--- Selected excerpt ---

Against Caledonian Capitalism

The Socialist Party has often been accused of being aloof to workers' struggles but on the contrary we do not stand aside from the struggles of nationalism. These struggles are a potent force for the delusion of workers, for the promotion of divisive, anti-working class theories, for the diversion from the essential object of the establishment of socialism. So we cannot stand aside from them; we must expose their basic fallacy, we must be unrelentingly hostile to them and we must strive to replace their theories with the idea of the united, co-operative world of socialism.  It will be a society in which all human beings will be together in the single aim of making life as abundant, free and pleasurable as possible. There will be one people, working together for one object. In socialism the national divisions of capitalism will fade away into a distant memory.

The nationalist argument, as propounded by the SNP in Scotland, is quite simplistic. The people of Scotland, they say, suffer because they are misgoverned from England; what they need is an independent State of their own so that they could begin to solve their problems.  In fact, the problems faced by workers in Scotland are basically the same as those in any other country; they are caused by international capitalism A sovereign Scotland will remain dependent upon the whims of those who own the wealth. and whose interests whatever government is pledged to defend. The Scottish capitalists and their SNP servants will try to sway us one way or another with crumbs or the promises of crumbs but we’ll only receive what they feel they need to spare to protect their privilege and wealth.  The Scottish elite has got behind nationalism and the independence movement, disguising (as it always does) its own interests in the language of idealism. Yet the reality as explained by Edinburgh University's School of Business' Professor MacKay who said that his research suggested that business attitudes towards independence tended to be dictated by where their customers were primarily located. It's buses, hotels and betting shops versus international banks and mining companies. Consumer goods industries v producer goods industries. Big capitalists v smaller capitalists. Marx's Dept I v Dept II. Some choice. The majority of the Scottish people will find little difference under Holyrood than under Westminster and it could be worse if a global crisis erupts again. Scotland as a small economy, dependent on multinationals for investment, still dominated by British banks and the City of London and without control of its own currency or interest rates, could face a much bigger hit than elsewhere in terms of incomes and unemployment.

So independence would not bring dramatic economic improvement to the majority of Scots; indeed, it could mean a worse situation. In an independent Scotland, the City and the architects of the cuts would have more power over Scotland, not less. If Scots want to tame international capitalism, it can only be done internationally. They have to make links, not break links, with other people in other countries, like England, Wales, and Northern Ireland, who agree with them. The struggle of the workers of the United Kingdom must be a united one. The workers are under the domination of a class who rule by the use of a political machine which is the chief governing instrument for England, Scotland, and Wales. To appeal to the workers of Scotland for a Scottish Workers' Republic as the Left-nationalists do is to arouse and foster the narrow spirit of nationalism, so well used by our masters. Independence simply means a transfer of power to a new group of politicians, while the structure of state and society is but little changed. Foolishly, both the Brexit voter and the Scot Nat fanatically believe that Paradise awaits them.

--- Study material ---

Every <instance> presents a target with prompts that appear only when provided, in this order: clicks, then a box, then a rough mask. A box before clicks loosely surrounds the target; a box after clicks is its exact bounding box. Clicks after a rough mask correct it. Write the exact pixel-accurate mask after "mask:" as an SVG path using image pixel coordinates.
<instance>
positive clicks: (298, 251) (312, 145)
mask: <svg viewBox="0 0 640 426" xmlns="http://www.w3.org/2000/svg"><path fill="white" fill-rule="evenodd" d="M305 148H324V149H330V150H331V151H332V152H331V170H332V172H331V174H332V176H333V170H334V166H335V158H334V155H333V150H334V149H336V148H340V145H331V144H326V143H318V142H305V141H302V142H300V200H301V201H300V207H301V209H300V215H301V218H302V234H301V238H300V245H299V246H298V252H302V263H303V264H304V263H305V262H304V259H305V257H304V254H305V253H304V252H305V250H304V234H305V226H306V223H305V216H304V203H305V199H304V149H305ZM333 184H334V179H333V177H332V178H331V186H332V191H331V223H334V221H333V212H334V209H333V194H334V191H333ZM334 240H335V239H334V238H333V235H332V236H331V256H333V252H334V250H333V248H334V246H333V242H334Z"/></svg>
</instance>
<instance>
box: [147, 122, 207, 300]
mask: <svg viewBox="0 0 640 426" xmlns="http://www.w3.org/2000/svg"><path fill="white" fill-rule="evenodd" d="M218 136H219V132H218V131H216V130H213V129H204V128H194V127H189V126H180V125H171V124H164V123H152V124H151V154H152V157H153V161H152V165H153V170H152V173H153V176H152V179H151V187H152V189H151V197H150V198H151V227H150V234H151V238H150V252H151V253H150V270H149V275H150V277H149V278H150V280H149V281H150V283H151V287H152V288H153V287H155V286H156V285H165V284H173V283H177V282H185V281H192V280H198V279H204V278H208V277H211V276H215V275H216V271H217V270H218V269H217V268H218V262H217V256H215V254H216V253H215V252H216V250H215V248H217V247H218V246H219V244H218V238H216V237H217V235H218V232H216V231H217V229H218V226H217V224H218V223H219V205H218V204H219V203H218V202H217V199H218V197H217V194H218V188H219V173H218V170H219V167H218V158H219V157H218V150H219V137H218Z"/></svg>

---

**Problem statement**
Condense the paragraph of the Scottish nationalism text that begins "So independence would not bring" into a short bulleted list that keeps its main points. This material has no connection to the text.

**Expected output**
- Independence would not bring dramatic economic improvement to most Scots and could make their situation worse.
- In an independent Scotland, the City and the architects of the cuts would have more power over Scotland, not less.
- International capitalism can only be tamed internationally, so Scots must make links, not break them, with people in England, Wales and Northern Ireland who agree with them.
- The struggle of the workers of the United Kingdom must be united, because one class rules England, Scotland and Wales through a single political machine.
- Calling for a Scottish Workers' Republic, as the Left-nationalists do, fosters the narrow spirit of nationalism that the rulers use so well.
- Independence only transfers power to a new group of politicians and leaves the structure of state and society little changed.
- Both the Brexit voter and the Scottish nationalist foolishly believe that Paradise awaits them.